§ **About this exercise**
Restate all of the entries exactly, dropping any pictures they hold.

§ **Data section**
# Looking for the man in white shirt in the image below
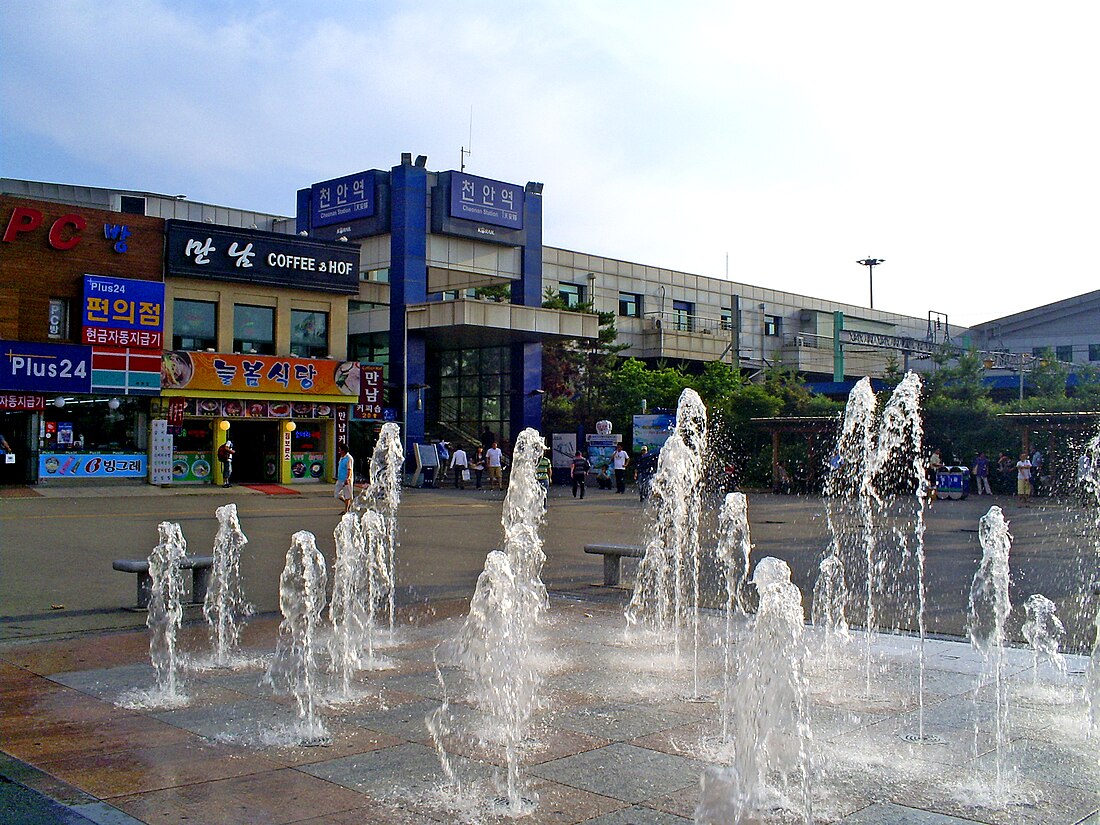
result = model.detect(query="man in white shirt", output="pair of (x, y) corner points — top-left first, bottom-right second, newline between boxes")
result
(449, 444), (469, 489)
(485, 442), (504, 490)
(1016, 452), (1032, 498)
(611, 443), (630, 494)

§ **Solution for this task**
# Looking for the man in white shirt in the image below
result = model.detect(query="man in white shirt", output="pair of (x, y) corner points — top-left first, bottom-right second, newline between boxes")
result
(449, 444), (469, 489)
(485, 442), (504, 490)
(1016, 452), (1032, 498)
(611, 443), (630, 494)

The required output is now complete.